DIRECTION A
Copy the passage of the interlocutory injunctions abstract from "Between the ideal" to "an interlocutory injunction." word for word.
DIRECTION B
Answer these questions using the interlocutory injunctions abstract:
(i) At which seminar, and in which city, was the paper delivered?
(ii) With which institution and faculty is Jeff Berryman listed?
(iii) Between the ideal and the real, what form of justice does the abstract say interlocutory relief exists as?
-- START EXTRACT TO READ --
A Primer on Interlocutory Injunctions

Paper delivered at the Civil Law Seminar 2016, Canadian National Judicial Institute, (Vancouver, BC, 18-20 May, 2016)

48 Pages Posted: 14 Jan 2019

See all articles by Jeff Berryman

Jeff Berryman

University of Windsor - Faculty of Law

Date Written: May 18, 2016

Abstract

In an ideal world justice would be dispensed instantaneously and the incursion of any form of interlocutory loss, irreparable of not, would be avoided. In an imperfect world we need to learn to live with law’s complexity, human frailty, evidential uncertainty, limited resources, and the inevitable passage of time that passes when these are engaged. Law, like any other human construct that takes thought to digital page, simply takes time. Just as an infinite number of monkeys placed before typewriters takes time to recreate the works of Shakespeare, time also passes between an applicant’s assertion of a wrong, and establishing the legal framework upon which those claimed rights are to be determined. Uncertainty and delay can arise in the need to establish a claimed right, as in where the right is novel or only in nascent form. Delay can emerge from the gathering of evidence particularly where the action is going to be determined largely on an affidavit record. Similarly, because the evidence is written and not subject to cross examination, it is open to divergent interpretations. Even if the best counsel can over come the aforementioned difficulties, they face resource constraints in terms of judicial and court time. Unlike health care where there are now standards for wait times there are no similar standards for court hearings.

Between the ideal and the real, interlocutory relief exists as a form of paradoxical justice. It is not perfect justice because it is decided under less than ideal trial circumstances, yet it purports to do justice by minimizing a loss for which the applicant will never be able to recover. While an applicant has a right to a civil judgment following proof of a legal cause of action and meeting the requisite level of evidence, there is no equivalent right, outside one conferred by statute to jump the queue or to obtain an interlocutory injunction.
-- END EXTRACT TO READ --
-- START LISTING --
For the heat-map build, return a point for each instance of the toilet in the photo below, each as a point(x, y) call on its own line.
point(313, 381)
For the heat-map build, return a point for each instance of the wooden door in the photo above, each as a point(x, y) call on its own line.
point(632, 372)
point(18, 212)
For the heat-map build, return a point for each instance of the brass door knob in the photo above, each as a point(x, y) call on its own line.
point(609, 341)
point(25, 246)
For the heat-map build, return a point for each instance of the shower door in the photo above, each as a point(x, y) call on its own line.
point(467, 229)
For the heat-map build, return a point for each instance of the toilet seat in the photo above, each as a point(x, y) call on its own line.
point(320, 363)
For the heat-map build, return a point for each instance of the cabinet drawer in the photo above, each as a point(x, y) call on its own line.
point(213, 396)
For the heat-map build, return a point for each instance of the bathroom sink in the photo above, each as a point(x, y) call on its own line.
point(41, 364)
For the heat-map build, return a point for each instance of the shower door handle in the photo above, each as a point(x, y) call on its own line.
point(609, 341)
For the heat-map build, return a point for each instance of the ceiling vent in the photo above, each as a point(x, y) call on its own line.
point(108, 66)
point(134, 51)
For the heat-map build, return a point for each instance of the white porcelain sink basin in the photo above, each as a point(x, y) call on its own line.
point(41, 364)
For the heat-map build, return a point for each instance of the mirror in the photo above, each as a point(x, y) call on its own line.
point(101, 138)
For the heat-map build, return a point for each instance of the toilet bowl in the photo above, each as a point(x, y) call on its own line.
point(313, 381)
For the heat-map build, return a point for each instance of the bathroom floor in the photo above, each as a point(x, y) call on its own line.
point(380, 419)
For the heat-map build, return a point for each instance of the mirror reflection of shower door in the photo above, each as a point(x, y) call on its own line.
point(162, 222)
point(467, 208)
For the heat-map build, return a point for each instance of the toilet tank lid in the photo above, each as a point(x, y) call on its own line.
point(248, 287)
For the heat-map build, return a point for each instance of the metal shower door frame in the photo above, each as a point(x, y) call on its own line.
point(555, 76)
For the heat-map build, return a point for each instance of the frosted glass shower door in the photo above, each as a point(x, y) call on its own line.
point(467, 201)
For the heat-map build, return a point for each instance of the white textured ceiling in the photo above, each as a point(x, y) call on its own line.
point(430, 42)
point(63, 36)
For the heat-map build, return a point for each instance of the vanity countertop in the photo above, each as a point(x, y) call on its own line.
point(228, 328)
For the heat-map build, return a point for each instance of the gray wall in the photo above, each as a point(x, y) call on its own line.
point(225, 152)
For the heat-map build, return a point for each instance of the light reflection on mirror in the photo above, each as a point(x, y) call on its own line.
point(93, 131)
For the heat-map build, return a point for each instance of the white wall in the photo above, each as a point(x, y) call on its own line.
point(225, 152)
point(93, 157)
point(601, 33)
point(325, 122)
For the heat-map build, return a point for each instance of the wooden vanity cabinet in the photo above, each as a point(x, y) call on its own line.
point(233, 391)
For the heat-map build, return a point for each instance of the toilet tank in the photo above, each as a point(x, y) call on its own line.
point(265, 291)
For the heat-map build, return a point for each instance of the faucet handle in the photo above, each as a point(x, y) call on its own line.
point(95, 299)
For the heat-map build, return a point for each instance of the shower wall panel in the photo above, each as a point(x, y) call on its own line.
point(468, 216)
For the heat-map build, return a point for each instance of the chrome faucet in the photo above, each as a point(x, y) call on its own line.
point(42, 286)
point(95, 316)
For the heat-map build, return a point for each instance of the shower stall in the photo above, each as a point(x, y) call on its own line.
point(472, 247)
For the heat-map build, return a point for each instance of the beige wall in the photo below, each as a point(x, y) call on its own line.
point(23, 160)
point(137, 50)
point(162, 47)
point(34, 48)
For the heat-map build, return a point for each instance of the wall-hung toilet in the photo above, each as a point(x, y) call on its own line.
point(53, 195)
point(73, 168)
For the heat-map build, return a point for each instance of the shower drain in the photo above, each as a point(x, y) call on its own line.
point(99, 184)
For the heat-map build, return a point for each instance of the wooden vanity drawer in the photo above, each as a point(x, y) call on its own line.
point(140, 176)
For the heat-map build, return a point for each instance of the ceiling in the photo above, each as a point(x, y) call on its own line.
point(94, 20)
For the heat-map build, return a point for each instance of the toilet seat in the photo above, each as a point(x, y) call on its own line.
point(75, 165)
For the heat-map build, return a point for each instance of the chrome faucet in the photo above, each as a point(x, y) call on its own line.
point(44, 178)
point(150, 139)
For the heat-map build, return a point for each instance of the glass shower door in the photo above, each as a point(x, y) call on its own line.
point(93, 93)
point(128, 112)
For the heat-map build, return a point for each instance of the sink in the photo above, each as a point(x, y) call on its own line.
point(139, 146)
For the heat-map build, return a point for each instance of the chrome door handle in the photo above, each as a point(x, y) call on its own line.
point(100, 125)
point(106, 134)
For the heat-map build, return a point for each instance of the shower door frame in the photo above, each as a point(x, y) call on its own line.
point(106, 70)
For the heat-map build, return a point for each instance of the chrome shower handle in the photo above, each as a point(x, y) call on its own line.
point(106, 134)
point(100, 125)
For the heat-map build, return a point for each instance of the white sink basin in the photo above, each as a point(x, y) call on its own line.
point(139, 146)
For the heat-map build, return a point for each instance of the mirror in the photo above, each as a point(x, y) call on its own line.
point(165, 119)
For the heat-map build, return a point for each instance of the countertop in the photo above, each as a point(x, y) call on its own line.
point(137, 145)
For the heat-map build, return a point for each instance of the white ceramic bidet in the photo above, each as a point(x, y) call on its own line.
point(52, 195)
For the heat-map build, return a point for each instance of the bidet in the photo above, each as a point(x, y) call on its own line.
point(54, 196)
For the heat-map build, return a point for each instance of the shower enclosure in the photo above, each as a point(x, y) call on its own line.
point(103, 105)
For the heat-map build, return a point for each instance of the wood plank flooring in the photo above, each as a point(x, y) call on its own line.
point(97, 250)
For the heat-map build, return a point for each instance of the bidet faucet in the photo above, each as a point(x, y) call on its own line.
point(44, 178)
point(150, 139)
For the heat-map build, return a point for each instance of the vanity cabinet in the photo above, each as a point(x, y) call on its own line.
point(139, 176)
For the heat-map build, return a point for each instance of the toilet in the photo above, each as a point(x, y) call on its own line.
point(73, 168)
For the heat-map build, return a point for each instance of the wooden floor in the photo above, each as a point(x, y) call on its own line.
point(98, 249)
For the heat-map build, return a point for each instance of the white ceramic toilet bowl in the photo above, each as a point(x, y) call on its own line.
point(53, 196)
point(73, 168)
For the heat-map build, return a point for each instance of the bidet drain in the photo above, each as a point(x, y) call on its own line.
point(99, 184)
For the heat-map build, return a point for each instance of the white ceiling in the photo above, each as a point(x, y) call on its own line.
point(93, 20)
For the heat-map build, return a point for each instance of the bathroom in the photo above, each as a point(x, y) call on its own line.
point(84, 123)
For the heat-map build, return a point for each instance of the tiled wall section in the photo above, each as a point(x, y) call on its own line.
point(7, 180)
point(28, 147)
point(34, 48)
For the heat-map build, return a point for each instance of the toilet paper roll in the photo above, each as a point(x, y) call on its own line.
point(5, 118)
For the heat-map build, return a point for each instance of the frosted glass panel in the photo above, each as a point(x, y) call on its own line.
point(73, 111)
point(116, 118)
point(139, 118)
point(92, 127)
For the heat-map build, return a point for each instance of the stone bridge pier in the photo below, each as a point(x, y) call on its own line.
-- END LISTING --
FULL OUTPUT A
Between the ideal and the real, interlocutory relief exists as a form of paradoxical justice. It is not perfect justice because it is decided under less than ideal trial circumstances, yet it purports to do justice by minimizing a loss for which the applicant will never be able to recover. While an applicant has a right to a civil judgment following proof of a legal cause of action and meeting the requisite level of evidence, there is no equivalent right, outside one conferred by statute to jump the queue or to obtain an interlocutory injunction.

FULL OUTPUT B
(i) The Civil Law Seminar 2016, in Vancouver, BC
(ii) University of Windsor - Faculty of Law
(iii) Paradoxical justice